[Work order] Every line of the listing is to be printed again exactly.

------

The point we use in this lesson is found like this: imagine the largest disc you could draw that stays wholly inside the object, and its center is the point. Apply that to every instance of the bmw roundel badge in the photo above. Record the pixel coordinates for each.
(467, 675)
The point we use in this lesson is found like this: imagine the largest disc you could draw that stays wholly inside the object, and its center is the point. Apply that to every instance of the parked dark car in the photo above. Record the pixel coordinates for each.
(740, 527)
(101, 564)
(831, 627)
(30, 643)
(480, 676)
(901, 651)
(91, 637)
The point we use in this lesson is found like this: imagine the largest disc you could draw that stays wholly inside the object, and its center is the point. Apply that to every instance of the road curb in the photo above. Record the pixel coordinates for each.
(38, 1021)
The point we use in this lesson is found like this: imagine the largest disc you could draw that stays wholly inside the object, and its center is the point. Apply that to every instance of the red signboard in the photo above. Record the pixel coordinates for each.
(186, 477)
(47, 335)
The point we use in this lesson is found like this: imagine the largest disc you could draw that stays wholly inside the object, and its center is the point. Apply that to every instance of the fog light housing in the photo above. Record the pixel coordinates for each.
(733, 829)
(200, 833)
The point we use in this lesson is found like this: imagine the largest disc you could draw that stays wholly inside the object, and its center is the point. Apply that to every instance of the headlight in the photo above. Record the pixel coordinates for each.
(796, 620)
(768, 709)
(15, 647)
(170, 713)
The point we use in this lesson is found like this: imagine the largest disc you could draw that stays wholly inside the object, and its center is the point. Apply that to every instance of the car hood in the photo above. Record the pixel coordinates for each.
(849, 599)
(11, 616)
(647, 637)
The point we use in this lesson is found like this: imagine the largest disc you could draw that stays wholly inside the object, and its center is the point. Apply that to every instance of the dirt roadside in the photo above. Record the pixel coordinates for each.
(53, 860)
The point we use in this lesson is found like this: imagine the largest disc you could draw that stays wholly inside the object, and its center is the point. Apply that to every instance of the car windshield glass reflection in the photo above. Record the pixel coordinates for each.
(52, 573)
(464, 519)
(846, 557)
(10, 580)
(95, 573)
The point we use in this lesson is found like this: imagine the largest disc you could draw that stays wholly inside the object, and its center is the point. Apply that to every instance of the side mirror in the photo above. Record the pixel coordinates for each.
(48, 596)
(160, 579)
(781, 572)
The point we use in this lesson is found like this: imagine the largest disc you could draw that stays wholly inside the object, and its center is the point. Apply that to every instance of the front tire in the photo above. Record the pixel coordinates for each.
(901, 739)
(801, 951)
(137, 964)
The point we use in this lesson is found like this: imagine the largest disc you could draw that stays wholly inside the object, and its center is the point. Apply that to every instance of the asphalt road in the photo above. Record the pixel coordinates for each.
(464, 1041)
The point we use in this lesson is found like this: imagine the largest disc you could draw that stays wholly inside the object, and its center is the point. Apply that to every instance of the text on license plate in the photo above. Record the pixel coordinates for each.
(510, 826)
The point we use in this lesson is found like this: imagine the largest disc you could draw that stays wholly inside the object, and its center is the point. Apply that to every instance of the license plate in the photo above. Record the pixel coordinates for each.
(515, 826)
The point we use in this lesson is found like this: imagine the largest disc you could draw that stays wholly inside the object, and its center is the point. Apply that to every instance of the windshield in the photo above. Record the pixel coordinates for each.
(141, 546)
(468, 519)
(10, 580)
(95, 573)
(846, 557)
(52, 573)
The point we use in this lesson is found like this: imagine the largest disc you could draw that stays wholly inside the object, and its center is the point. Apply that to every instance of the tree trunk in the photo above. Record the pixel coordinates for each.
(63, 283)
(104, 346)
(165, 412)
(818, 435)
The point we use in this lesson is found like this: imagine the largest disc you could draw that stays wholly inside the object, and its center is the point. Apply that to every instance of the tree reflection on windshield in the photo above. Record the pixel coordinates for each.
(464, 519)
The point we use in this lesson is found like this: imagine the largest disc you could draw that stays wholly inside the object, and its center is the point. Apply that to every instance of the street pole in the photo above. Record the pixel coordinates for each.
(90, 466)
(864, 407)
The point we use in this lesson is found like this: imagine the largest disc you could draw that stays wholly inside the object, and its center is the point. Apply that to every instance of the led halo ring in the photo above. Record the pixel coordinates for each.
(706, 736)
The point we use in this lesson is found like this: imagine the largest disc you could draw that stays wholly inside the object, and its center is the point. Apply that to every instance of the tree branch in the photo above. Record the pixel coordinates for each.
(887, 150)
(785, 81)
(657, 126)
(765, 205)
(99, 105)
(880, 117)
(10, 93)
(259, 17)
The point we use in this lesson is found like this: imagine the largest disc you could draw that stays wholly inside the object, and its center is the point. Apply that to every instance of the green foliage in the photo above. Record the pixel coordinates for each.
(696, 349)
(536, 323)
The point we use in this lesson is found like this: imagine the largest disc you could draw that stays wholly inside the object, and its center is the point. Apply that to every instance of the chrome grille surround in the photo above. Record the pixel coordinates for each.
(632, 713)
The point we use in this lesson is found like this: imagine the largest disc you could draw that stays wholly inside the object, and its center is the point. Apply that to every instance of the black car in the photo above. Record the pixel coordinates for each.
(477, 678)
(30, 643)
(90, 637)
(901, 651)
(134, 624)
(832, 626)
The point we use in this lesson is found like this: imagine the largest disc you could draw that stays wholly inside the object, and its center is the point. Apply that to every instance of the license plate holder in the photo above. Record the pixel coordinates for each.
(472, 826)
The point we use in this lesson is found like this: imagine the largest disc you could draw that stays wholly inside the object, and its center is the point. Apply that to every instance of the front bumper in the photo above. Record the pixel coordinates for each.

------

[Written solution]
The point we use in this lesson is found like this: imagine the largest disc you could draw that stays wholly inside the object, and its center is the point. Apply that to every instance of the bmw roundel badge in the photo above. Record the pixel coordinates for each.
(467, 675)
The point we use in this lesson is found like this: imagine the largest disc you could draw that stays wholly inside the object, and its center is the point. Apply that to every instance of the parked dark car in the photo above. Record the pixel coordinates for each.
(740, 527)
(101, 564)
(831, 627)
(30, 643)
(480, 676)
(901, 651)
(91, 637)
The point we use in this lesson is found like this: imagine the largest disc you could draw that stays wholly inside the object, and its center is the point. Apply that to every instance of the road curb in the photo above. Record the pixel coordinates for each.
(38, 1021)
The point we use in this lesson is found like this: imagine the largest disc you could draw that stays wholly inside the object, and its center is the point. Apply that to every instance of the red signboard in the photo above. Record the pixel coordinates for each.
(186, 477)
(47, 335)
The point we use in this lesson is found like this: imagine the largest disc you could draw that stays wholly inside the object, and its center is the point. Apply that to every instance of the fog light housing in the photo above. Record the pixel coordinates for each.
(733, 829)
(200, 833)
The point we use in this lesson is found like this: imagine the largest disc you could draw that stays wholly inside the object, and its center is the point. Apply that to every instance of the headlight in the photo above. Record the pixel coordinates for each.
(796, 620)
(768, 709)
(15, 647)
(170, 713)
The point we use in this lesson is found like this: imagine the largest disc you could draw that stays wholly inside the object, and its center is the point. Apply that to every instance of the car hood in the photo above. Record the pixel coordinates for each.
(849, 599)
(11, 616)
(647, 637)
The point we use in this lesson is found like this: imagine the largest disc you could draw that stays wholly inside the object, and its center is the point. Apply that to every instance of the dirt roadside in the photo above. Record the pixel coordinates for each.
(53, 860)
The point we use in this lesson is found like this: imagine the largest disc you could draw that stays wholly inside the object, and its center is the point. Apply that to every instance of the car windshield glass reflection in the photo above. Record the pixel coordinates for each.
(52, 573)
(464, 519)
(846, 557)
(10, 580)
(95, 573)
The point we use in this lesson is found like this: imagine the largest disc you could draw that stays wholly inside the object, and its center is the point. Apply that to every instance of the side mirror in the photo above. Record the pixel coordinates for each.
(48, 596)
(160, 579)
(781, 572)
The point we use in this lesson is found like this: imagine the largest disc you could draw that stays wholly inside the object, and its center is the point. Apply that to every instance of the front tire in the photo above. Record the pixel coordinates for each.
(901, 739)
(801, 951)
(137, 964)
The point we use in this lesson is found like this: imagine the largest disc you could draw that stays wholly inside the object, and its center is the point. Apply that to every instance of the asphalt road in the photo above. Record the pixel coordinates for each.
(464, 1041)
The point we use in this lesson is found like this: imagine the largest disc you could draw that stays wholly inside the object, and its center is the point. Apply that to every instance of the text on license plate in the photo above. Record the pixel coordinates for each.
(510, 826)
The point we use in this lesson is found like this: imagine the largest disc you could draw that stays wholly inside the object, and its center is the point. Apply that to every instance of the license plate in the photo above. Record the pixel coordinates for each.
(515, 826)
The point we use in this lesson is found like this: imagine the largest disc you could draw that stays wholly inside the object, and its center is the point. Apply that to every instance of the windshield in the photo above. Record the pixel coordinates for each.
(141, 546)
(468, 519)
(10, 580)
(95, 573)
(846, 557)
(52, 573)
The point we use in this lesson is found like this: imagine the largest disc you could draw that stays wholly inside the object, and its center is the point. Apply that to every instance of the tree trunk in the photo above. Record the pixel coordinates for each.
(63, 283)
(104, 346)
(165, 412)
(818, 435)
The point we use in this lesson is found like this: imagine the largest disc you could draw that stays wholly inside the object, and its center is the point. Apply that to every instance of the tree reflection on windshield in the photo above. Record the pixel coordinates for each.
(464, 519)
The point we use in this lesson is found like this: imagine the largest disc you could draw that stays wholly inside the object, and its center is the point. Apply that to every instance of the street pole in the photo above. Record the pixel coordinates for each.
(90, 466)
(864, 407)
The point we use in this lesson is found like this: imagine the largest disc you could draw that stays wholly inside the object, and its center is the point. Apply that to every instance of the led halo ring in the photo above. Record the pixel coordinates for each.
(706, 736)
The point we use in this lesson is found like this: imagine the largest disc you could draw that stays wholly inside the object, and its center is the point. Apply that to every instance of the tree branch in the photo above. Record the pixel coordinates for each.
(887, 150)
(785, 81)
(657, 126)
(765, 205)
(99, 105)
(880, 117)
(10, 93)
(259, 17)
The point we use in this lesson is found like this: imagine the largest disc you could draw that stays wholly inside the object, and its center is the point. Apply that to every instance of the green foliage in the photo above. Record the pixel coordinates for each.
(696, 349)
(536, 323)
The point we use in this lesson is found like this: imagine the largest disc you could draw that stays wholly inside the object, and its center is the point. Apply that to every instance of the chrome grille surround in the photo above. Record the pixel coordinates for each.
(632, 713)
The point we use in this lesson is found like this: imagine the largest disc you could draw that stays wholly inside the object, and its center is the point. Apply that to every instance of the black car in the photo above. Record the pixel coordinates for each.
(477, 678)
(30, 643)
(90, 637)
(901, 651)
(134, 624)
(832, 626)
The point we use in this lesson is found like this: imagine the largest disc you could draw that stays wholly inside the object, and its center is the point. Apply that to every instance of the license plate holder in the photo above. Record the pixel coordinates for each.
(472, 826)
The point we use in this lesson is found like this: imagine the largest disc you could draw that stays wholly inside the object, and its center is the point. Apply that to every instance of the front bumper in the photo above. Record the pixel coordinates for each.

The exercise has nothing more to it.